-- start EXTRACTED RECORDS --
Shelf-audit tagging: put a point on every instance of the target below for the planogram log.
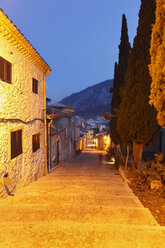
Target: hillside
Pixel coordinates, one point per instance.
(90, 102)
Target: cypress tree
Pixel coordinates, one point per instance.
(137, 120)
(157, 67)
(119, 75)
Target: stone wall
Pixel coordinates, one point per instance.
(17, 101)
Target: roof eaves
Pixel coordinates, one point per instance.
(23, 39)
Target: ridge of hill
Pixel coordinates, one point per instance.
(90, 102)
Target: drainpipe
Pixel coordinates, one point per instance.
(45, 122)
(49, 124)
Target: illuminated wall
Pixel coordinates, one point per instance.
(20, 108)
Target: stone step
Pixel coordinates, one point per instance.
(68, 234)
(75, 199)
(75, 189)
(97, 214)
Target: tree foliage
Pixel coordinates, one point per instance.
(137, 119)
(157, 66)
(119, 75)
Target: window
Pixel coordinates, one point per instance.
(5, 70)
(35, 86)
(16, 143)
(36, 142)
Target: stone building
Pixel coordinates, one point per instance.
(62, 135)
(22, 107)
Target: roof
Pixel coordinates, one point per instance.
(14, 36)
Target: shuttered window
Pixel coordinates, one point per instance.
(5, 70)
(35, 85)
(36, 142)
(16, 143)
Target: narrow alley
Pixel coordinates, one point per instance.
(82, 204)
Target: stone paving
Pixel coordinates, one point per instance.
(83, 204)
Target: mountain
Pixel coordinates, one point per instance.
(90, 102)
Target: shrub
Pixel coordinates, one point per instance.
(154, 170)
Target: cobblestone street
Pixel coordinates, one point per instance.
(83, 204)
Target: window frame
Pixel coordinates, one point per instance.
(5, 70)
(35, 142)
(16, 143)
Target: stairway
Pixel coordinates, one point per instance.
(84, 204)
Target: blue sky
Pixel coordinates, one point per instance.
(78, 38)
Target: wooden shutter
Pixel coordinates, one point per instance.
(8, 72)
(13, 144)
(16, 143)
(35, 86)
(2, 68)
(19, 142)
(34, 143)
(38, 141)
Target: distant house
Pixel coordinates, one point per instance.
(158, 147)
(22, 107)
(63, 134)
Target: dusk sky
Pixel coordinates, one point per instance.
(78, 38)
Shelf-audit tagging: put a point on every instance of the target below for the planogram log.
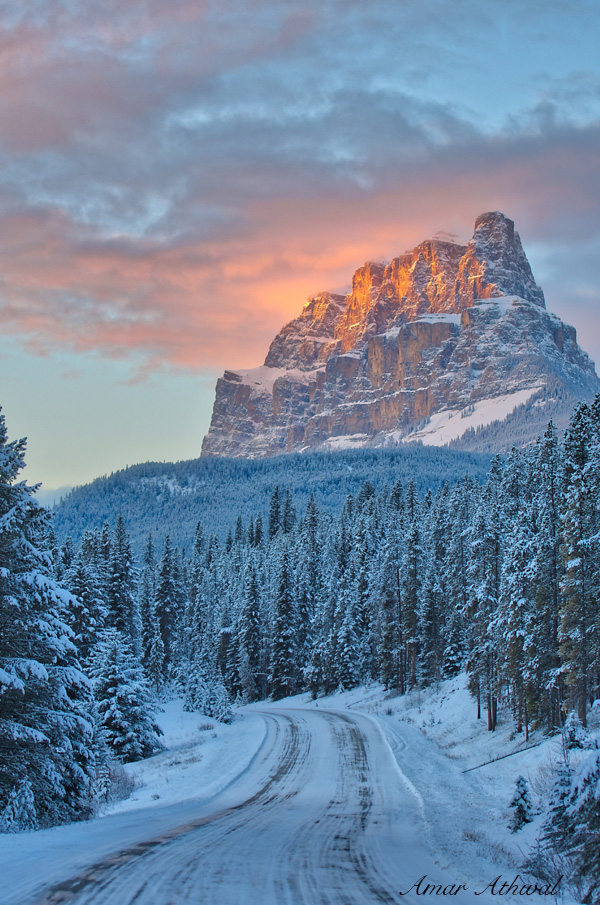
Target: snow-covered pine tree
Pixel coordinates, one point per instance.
-- end EXTRACTED RECORDS --
-- start EXTRACTED RECORDS --
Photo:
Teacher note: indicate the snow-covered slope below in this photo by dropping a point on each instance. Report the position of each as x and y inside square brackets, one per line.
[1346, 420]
-- end EXTRACTED RECORDS --
▸ **EXERCISE DIRECTIONS**
Please state how many lines in the items above contain the string "snow", giving only that number.

▸ **ANSWER FOR THE TASK**
2